- Opening Delimiter -
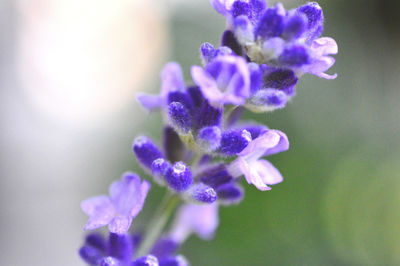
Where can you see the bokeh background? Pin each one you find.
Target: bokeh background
(69, 73)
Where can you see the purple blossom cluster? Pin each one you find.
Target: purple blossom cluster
(207, 148)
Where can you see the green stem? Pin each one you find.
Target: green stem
(158, 223)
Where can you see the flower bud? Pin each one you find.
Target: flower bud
(179, 177)
(146, 152)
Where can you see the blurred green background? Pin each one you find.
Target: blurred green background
(339, 203)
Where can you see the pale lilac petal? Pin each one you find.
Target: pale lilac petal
(324, 46)
(172, 79)
(267, 172)
(199, 219)
(125, 194)
(251, 175)
(206, 83)
(144, 189)
(283, 144)
(120, 224)
(100, 211)
(257, 147)
(150, 102)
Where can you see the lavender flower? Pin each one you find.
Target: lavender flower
(206, 148)
(256, 171)
(224, 80)
(118, 210)
(280, 38)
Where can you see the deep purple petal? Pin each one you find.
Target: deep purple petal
(230, 193)
(209, 138)
(295, 26)
(295, 56)
(179, 117)
(270, 25)
(144, 189)
(234, 141)
(125, 194)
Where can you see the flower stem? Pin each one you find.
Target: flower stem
(158, 223)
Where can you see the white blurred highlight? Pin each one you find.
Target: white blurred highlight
(81, 59)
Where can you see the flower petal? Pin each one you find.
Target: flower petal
(99, 209)
(282, 145)
(120, 224)
(257, 147)
(251, 175)
(206, 83)
(125, 194)
(324, 46)
(267, 172)
(144, 189)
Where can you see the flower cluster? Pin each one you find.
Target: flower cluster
(207, 148)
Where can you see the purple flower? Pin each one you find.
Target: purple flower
(226, 79)
(201, 193)
(280, 38)
(172, 80)
(199, 219)
(117, 210)
(256, 171)
(146, 151)
(179, 177)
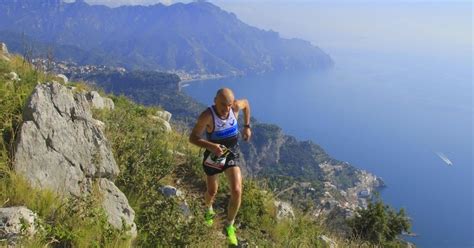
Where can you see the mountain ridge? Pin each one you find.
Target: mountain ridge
(197, 37)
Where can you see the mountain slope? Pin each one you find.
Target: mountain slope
(198, 37)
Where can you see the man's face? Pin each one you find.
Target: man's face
(223, 106)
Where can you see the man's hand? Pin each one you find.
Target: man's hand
(246, 134)
(217, 150)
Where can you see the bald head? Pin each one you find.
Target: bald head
(225, 95)
(223, 101)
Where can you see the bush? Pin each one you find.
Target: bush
(378, 223)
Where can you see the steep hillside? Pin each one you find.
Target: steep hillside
(158, 171)
(197, 38)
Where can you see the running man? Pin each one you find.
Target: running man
(221, 155)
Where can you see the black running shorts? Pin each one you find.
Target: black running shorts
(232, 160)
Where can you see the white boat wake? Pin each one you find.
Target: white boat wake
(444, 158)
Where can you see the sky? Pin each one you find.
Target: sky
(401, 26)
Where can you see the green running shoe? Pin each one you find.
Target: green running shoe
(230, 230)
(209, 217)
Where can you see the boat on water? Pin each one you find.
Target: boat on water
(444, 158)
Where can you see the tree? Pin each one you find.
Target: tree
(378, 223)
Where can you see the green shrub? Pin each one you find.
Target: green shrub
(378, 223)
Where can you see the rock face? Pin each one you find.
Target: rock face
(163, 118)
(327, 242)
(284, 210)
(3, 48)
(165, 115)
(4, 52)
(98, 101)
(63, 77)
(16, 222)
(61, 147)
(170, 191)
(116, 205)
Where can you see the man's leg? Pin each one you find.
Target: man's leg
(212, 185)
(235, 183)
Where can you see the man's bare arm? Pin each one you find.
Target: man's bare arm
(243, 104)
(195, 137)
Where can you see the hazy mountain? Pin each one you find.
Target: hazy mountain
(197, 37)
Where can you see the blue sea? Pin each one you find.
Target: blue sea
(388, 113)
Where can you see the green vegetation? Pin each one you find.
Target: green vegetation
(67, 222)
(379, 224)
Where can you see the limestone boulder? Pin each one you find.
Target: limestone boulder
(17, 222)
(99, 102)
(61, 147)
(165, 115)
(116, 205)
(284, 210)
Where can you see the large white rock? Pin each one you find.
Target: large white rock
(4, 55)
(63, 77)
(165, 115)
(13, 76)
(17, 222)
(62, 148)
(327, 242)
(170, 191)
(164, 124)
(98, 101)
(116, 205)
(3, 48)
(284, 210)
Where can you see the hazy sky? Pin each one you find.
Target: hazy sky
(396, 25)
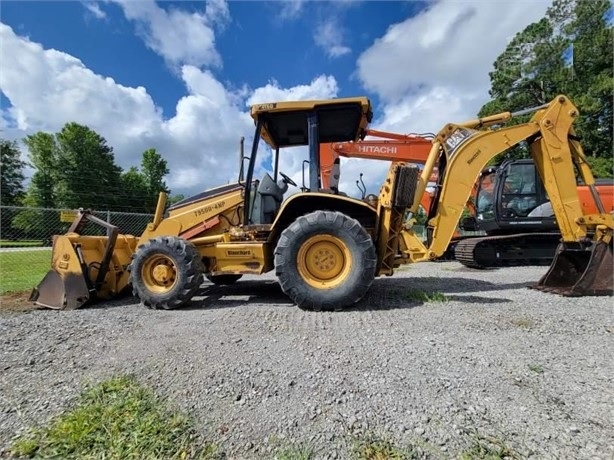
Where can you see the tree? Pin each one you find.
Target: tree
(134, 190)
(535, 67)
(154, 168)
(11, 170)
(87, 174)
(43, 156)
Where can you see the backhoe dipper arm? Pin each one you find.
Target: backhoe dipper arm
(467, 151)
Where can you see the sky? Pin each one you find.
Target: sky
(180, 76)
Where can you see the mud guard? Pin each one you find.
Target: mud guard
(580, 271)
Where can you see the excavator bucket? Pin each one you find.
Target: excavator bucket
(580, 271)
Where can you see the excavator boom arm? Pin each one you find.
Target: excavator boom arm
(466, 152)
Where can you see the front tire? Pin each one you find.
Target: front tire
(325, 260)
(222, 280)
(165, 272)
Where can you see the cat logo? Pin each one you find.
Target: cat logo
(238, 252)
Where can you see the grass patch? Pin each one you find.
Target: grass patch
(523, 322)
(537, 368)
(424, 296)
(22, 270)
(116, 419)
(294, 452)
(377, 448)
(488, 448)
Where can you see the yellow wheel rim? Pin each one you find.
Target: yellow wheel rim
(159, 273)
(324, 261)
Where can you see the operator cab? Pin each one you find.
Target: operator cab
(512, 196)
(295, 124)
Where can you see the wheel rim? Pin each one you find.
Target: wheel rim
(159, 274)
(324, 261)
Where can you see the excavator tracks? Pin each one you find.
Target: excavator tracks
(507, 250)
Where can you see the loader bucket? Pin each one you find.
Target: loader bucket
(64, 287)
(580, 271)
(60, 293)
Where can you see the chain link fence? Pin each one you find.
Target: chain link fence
(26, 236)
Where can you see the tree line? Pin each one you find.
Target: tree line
(569, 51)
(75, 168)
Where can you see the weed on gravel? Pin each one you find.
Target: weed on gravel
(424, 296)
(294, 452)
(116, 419)
(380, 448)
(488, 448)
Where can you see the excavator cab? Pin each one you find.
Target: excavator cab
(511, 197)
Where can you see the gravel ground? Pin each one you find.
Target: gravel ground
(529, 370)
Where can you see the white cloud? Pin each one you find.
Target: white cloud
(178, 36)
(329, 36)
(289, 9)
(94, 8)
(48, 88)
(452, 43)
(433, 68)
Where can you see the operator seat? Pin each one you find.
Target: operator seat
(269, 196)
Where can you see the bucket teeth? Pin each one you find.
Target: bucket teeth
(580, 271)
(59, 292)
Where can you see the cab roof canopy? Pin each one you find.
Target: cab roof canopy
(339, 120)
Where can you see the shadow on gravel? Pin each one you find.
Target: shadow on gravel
(385, 293)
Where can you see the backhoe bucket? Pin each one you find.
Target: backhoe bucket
(64, 287)
(580, 271)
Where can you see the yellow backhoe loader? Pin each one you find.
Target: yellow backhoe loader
(326, 248)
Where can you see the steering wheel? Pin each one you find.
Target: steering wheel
(287, 180)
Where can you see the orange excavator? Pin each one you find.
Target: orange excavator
(508, 203)
(409, 148)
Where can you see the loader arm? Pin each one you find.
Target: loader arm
(464, 152)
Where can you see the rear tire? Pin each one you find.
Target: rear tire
(224, 279)
(325, 260)
(166, 272)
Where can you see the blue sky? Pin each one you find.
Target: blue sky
(179, 76)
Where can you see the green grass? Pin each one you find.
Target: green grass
(424, 296)
(379, 448)
(116, 419)
(22, 270)
(294, 452)
(20, 243)
(488, 448)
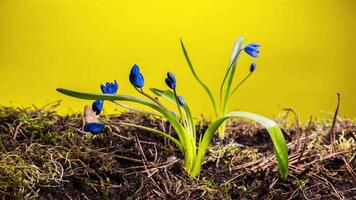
- Closing Delimiter -
__What needs to be done__: Repeat the listing above in full, exactly, and omit its pictures.

__Answer to this exercise__:
Where can you see the bokeh background? Pin each one you find.
Target: bokeh background
(69, 73)
Where can you see the purple blossom cluster? Pin each one you find.
Target: purple blossom cluster
(207, 148)
Where can you see the green stem? Pin each one you find.
Target: green stem
(158, 223)
Where can you see the flower bud? Pin each one you find.
Target: flower bud
(179, 177)
(146, 152)
Where can you see the blurred green background? Pin each one you find.
Target: blurred green background
(339, 203)
Where can you see the pale lilac petal? Pin each one you find.
Target: pale lilac petal
(324, 46)
(172, 79)
(267, 172)
(199, 219)
(125, 194)
(251, 175)
(206, 83)
(144, 189)
(283, 144)
(120, 224)
(100, 211)
(257, 147)
(150, 102)
Where can you see the lavender flower? Pin each one you find.
Target: lavender flower
(206, 148)
(256, 171)
(224, 80)
(118, 210)
(280, 38)
Where can you see the deep purple petal? Pin each one you find.
Target: deep purple petal
(230, 193)
(209, 138)
(295, 26)
(295, 56)
(179, 117)
(270, 25)
(144, 189)
(234, 141)
(125, 194)
Where can you see the flower stem? Pin each one you find.
Target: flower stem
(158, 223)
Where can you see the white blurred highlight? Pin each one you find.
Target: white blurred highlight
(81, 59)
Where can you see the flower petal? Pin each one you find.
Target: flower petal
(99, 209)
(282, 145)
(120, 224)
(257, 147)
(251, 175)
(206, 83)
(125, 194)
(324, 46)
(267, 172)
(144, 189)
Where can you see the flower cluster? Pin each one you find.
Target: flower cluster
(207, 148)
Where can you see the purple flower? Pin each one you find.
Target: purple flower
(226, 79)
(201, 193)
(280, 38)
(172, 80)
(199, 219)
(117, 210)
(256, 171)
(146, 151)
(179, 177)
Where can you see the mountain ridge? Pin each one you find.
Target: mountain ridge
(197, 37)
Where can you see the mountain slope? Pin each one you find.
Target: mountain slope
(198, 37)
Where can you see the man's face? Pin each one you find.
Target: man's face
(223, 106)
Where can you see the man's hand? Pin each one you find.
Target: man's hand
(246, 134)
(217, 150)
Where can you see the bald head? Pin each one you find.
Target: bald head
(225, 95)
(223, 101)
Where can you see the bush? Pin each one you find.
Target: bush
(378, 223)
Where can you see the steep hillside? Pin each one you find.
Target: steep hillside
(158, 171)
(197, 38)
Where can you see the running man? Pin each one you find.
Target: running man
(221, 155)
Where can you see the black running shorts? Pin each one you find.
Target: black running shorts
(232, 160)
Where can you see the white boat wake? Pin each one you find.
Target: white boat wake
(444, 158)
Where can you see the sky? Pin each one you find.
Target: sky
(401, 26)
Where can you see the green running shoe? Pin each one you find.
Target: green running shoe
(230, 230)
(209, 217)
Where can you see the boat on water? Pin each one you find.
Target: boat on water
(444, 158)
Where can you see the tree? Pin each one you find.
Target: tree
(378, 223)
Where can you see the green shrub? Pin each one you find.
Target: green shrub
(378, 223)
Where can you see the rock face? Pin each one you find.
Target: rock face
(163, 118)
(327, 242)
(284, 210)
(3, 48)
(165, 115)
(4, 52)
(98, 101)
(63, 77)
(16, 222)
(61, 147)
(170, 191)
(116, 205)
Where can you see the man's leg? Pin each one you find.
Target: man's leg
(212, 185)
(235, 183)
Where can you see the man's bare arm? Pin each one you find.
Target: man's bare arm
(243, 104)
(195, 137)
Where can you see the hazy mountain? Pin each one you find.
Target: hazy mountain
(197, 37)
Where can you see the blue sea? Pin each one you find.
Target: blue sea
(388, 113)
Where can you see the green vegetation? Pin each one you find.
Target: green vegetation
(67, 222)
(379, 224)
Where can you see the limestone boulder? Pin each one you find.
Target: limestone boulder
(17, 222)
(99, 102)
(61, 147)
(165, 115)
(116, 205)
(284, 210)
Where can you see the large white rock? Pin each one you find.
Target: large white rock
(4, 55)
(63, 77)
(165, 115)
(13, 76)
(17, 222)
(62, 148)
(327, 242)
(170, 191)
(164, 124)
(98, 101)
(116, 205)
(3, 48)
(284, 210)
Where can you see the hazy sky? Pin each one you find.
Target: hazy sky
(396, 25)
Where can you see the tree? Pin each one you find.
Target: tree
(134, 190)
(535, 67)
(154, 168)
(11, 170)
(87, 174)
(43, 156)
Where can you see the backhoe dipper arm? Pin each one you find.
Target: backhoe dipper arm
(467, 151)
Where can you see the sky? Pin each one you find.
Target: sky
(180, 76)
Where can you see the mud guard? Pin each one you find.
Target: mud guard
(580, 271)
Where can you see the excavator bucket? Pin each one you find.
Target: excavator bucket
(580, 271)
Where can you see the excavator boom arm? Pin each one you find.
Target: excavator boom arm
(466, 152)
Where can you see the front tire? Pin each one you find.
Target: front tire
(325, 260)
(222, 280)
(165, 272)
Where can you see the cat logo? Pin each one you find.
Target: cat logo
(238, 252)
Where can you see the grass patch? Pin each one you find.
Target: grass patch
(523, 322)
(537, 368)
(424, 296)
(22, 270)
(116, 419)
(294, 452)
(377, 448)
(488, 448)
Where can you see the yellow wheel rim? Pin each one you find.
Target: yellow wheel rim
(159, 273)
(324, 261)
Where can you see the operator cab? Pin each one you find.
Target: operator cab
(512, 196)
(295, 124)
Where can you see the wheel rim? Pin each one you find.
Target: wheel rim
(159, 274)
(324, 261)
Where can you see the excavator tracks? Pin each one you find.
Target: excavator tracks
(507, 250)
Where can you see the loader bucket? Pin each one you find.
Target: loader bucket
(64, 287)
(580, 271)
(60, 293)
Where can you see the chain link fence? Pin each one you find.
Target: chain link fence
(26, 236)
Where can you see the tree line? Pin each one you find.
Target: tree line
(569, 51)
(75, 168)
Where can you see the weed on gravel? Pin each one you find.
Target: weed on gravel
(424, 296)
(294, 452)
(116, 419)
(380, 448)
(488, 448)
Where can you see the excavator cab? Pin each one you find.
Target: excavator cab
(511, 197)
Where can you see the gravel ground? Pin each one you find.
Target: gravel ground
(529, 370)
Where can you see the white cloud? Pin each one you find.
Target: white cloud
(178, 36)
(329, 36)
(289, 9)
(94, 8)
(48, 88)
(452, 43)
(433, 68)
Where can you see the operator seat? Pin each one you find.
Target: operator seat
(269, 196)
Where can you see the bucket teeth? Pin each one you find.
Target: bucket teeth
(580, 271)
(59, 292)
Where can you see the cab roof canopy? Pin each one you find.
Target: cab roof canopy
(339, 120)
Where can you see the shadow on gravel? Pin each one you find.
Target: shadow on gravel
(385, 293)
Where can you see the backhoe bucket? Pin each one you find.
Target: backhoe bucket
(64, 287)
(580, 271)
Where can you see the yellow backhoe loader? Pin each one you find.
Target: yellow backhoe loader
(326, 248)
Where can you see the steering wheel? Pin each one you find.
Target: steering wheel
(287, 180)
Where can you see the orange excavator? Pin each one you find.
Target: orange excavator
(508, 203)
(409, 148)
Where can you see the loader arm? Pin each one you find.
Target: loader arm
(464, 152)
Where can you see the rear tire? Pin each one you find.
Target: rear tire
(224, 279)
(325, 260)
(166, 272)
Where can you see the blue sky? Pin each one you find.
Target: blue sky
(179, 76)
Where can you see the green grass? Pin each one you find.
Target: green grass
(424, 296)
(379, 448)
(116, 419)
(22, 270)
(294, 452)
(20, 243)
(488, 448)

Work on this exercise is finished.